## Problems and tasks
[A] Which professions does the column on journalism's credibility mention when comparing how much Britons trust them?
[B] Can you extend the column on journalism's credibility with a few more paragraphs after its last sentence?

## Given passage
Latest update January 10th, 2025 5:00 AM
Mar 07, 2016 Features / Columnists, Tony Deyal column
A car was involved in an accident on a city street close to the offices of the daily newspapers. A large crowd gathered. Realising that it might make a good story, an investigative journalist tried to push through the crowd but could not get near the scene. Being a very clever person, one who ran rings around all politicians, she started shouting loudly, “Let me through! Let me through! I am the victim’s daughter.” The crowd made way for her. Lying in front of the car was a donkey.
This did not happen but in a way it is symbolic of the decreasing credibility of journalism and the declining image of journalists, not just in the Caribbean but in the US and Britain as well. One of the issues is perceived bias. In the US, 72% of the people polled on whether the media are impartial agreed that “Most news sources today are biased in their coverage.” In Britain, 16% of Britons trust politicians to tell the truth compared with 22% trusting journalists and estate agents and 31% who trust bankers. Doctors remain the most trusted profession of all. An American Gallup poll found that Americans’ confidence in the media has slowly eroded from a high of 55% in 1998 to 40% in 2015. Harvard University’s Institute of Politics found that among adults aged 18-29 just 12 percent believe the media “do the right thing.” Eighty-eight (88) percent said they “sometimes” or “never” trust the media and just 2 percent of 18-29 year olds said they trust the media to do the right thing “all of the time.” 39 percent said the media “never” do the right thing. Put it this way, when it comes to media credibility, not just the writing but the right thing is on the wall and falling.

## Dataset excerpt
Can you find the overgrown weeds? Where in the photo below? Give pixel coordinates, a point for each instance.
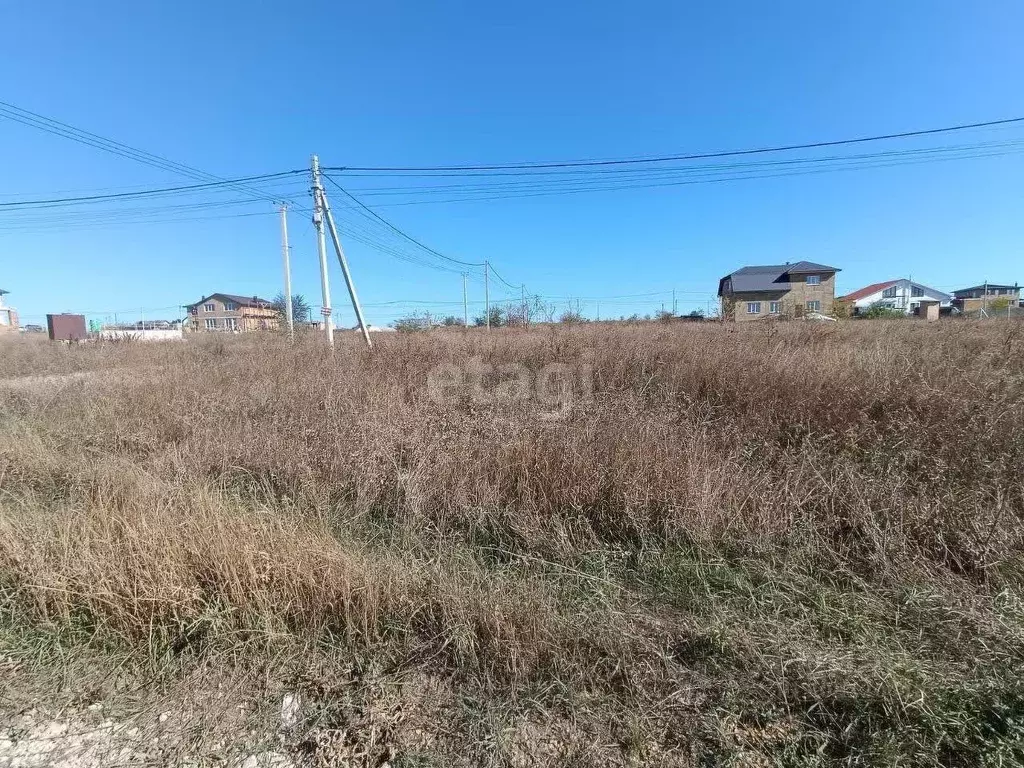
(798, 548)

## Responses in order
[A] Politicians, journalists, estate agents, bankers and doctors.

[B]
There was a time when only the intellectual and political elites distrusted the media. Oscar Wilde said, “By giving us the opinions of the uneducated, journalism keeps us in touch with the ignorance of the community.” American journalist, Hunter Thompson (Gonzo Journalism), was more brutal, “As far as I’m concerned, it’s a damned shame that a field as potentially dynamic and vital as journalism should be overrun with dullards, bums, and hacks, hag-ridden with myopia, apathy, and complacence, and generally stuck in a bog of stagnant mediocrity.” Ronald Raegan simply said, “Sons of bitches.” Is this why media credibility is plummeting?
One of the reasons is the prevalence of double standards within the media. With the Presidential hopefuls in the US engaged in debates and primaries, now is a good time to look at a classic example, Gary Hart. On May 8, 1987 Gary Hart, the Democratic front runner in the Presidential nomination, dropped out because a stake-out team from the Miami Herald reported on May 3 that they had seen Hart and a Miami model, Dona Rice, enter his Washington town-house together and nobody left during the night. Hart claimed Miss Rice had left through a back door but the constant pressure made him shut down his campaign and he was unable to kick-start it again. Hart commented, “We’re all going to have to seriously question the system for selecting our national leaders, for it reduces the press of this nation to hunters and presidential candidates to being hunted.”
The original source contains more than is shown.